• Supplied passage:
- Date: November 12, 2016
- Location: Tobin Center for the Performing Arts, San Antonio, Texas, U.S.

= 2016 Tejano Music Awards =

The 2016 Tejano Music Awards was held on November 12, 2016, at the Tobin Center for the Performing Arts in San Antonio, Texas. The deadline for nominations for the various Tejano Music Awards categories by the artists' representative are due by June 19, 2016. Nominations will then be announced at a later date for public voting. The annual 2016 Tejano Fan Fair (which precedes every Tejano Music Awards) was held at the Historic Market Square in San Antonio from March 17–20, 2016.

• Required actions:
A. Write out the awards text again, starting at "- Date: November" and ending at "March 17–20, 2016.", and swap "deadline" for "cutoff date".
B. According to the awards text, where was the 2016 Tejano Fan Fair held?

• Record excerpts:

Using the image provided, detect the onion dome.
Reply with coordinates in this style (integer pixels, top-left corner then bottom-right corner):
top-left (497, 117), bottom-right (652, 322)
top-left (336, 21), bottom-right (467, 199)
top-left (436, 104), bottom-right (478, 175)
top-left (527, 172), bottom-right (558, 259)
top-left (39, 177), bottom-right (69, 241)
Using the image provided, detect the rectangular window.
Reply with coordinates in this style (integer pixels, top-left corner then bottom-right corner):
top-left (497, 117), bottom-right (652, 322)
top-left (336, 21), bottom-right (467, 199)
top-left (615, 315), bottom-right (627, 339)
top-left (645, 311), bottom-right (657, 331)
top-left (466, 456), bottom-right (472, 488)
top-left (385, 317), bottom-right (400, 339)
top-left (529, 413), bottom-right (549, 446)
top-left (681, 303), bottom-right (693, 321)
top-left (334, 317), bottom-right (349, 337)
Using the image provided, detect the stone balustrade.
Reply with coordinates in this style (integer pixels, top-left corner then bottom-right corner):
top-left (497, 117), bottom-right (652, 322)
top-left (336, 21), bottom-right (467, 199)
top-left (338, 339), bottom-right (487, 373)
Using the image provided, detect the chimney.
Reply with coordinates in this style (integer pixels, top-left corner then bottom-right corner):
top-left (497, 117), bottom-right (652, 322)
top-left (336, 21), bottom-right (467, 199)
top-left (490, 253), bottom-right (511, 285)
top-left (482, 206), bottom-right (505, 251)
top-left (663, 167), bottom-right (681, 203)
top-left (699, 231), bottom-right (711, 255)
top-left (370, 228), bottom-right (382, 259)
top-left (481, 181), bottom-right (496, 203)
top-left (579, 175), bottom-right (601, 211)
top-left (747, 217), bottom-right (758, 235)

• Problem solutions:
A.
- Date: November 12, 2016
- Location: Tobin Center for the Performing Arts, San Antonio, Texas, U.S.

= 2016 Tejano Music Awards =

The 2016 Tejano Music Awards was held on November 12, 2016, at the Tobin Center for the Performing Arts in San Antonio, Texas. The cutoff date for nominations for the various Tejano Music Awards categories by the artists' representative are due by June 19, 2016. Nominations will then be announced at a later date for public voting. The annual 2016 Tejano Fan Fair (which precedes every Tejano Music Awards) was held at the Historic Market Square in San Antonio from March 17–20, 2016.

B. At the Historic Market Square in San Antonio.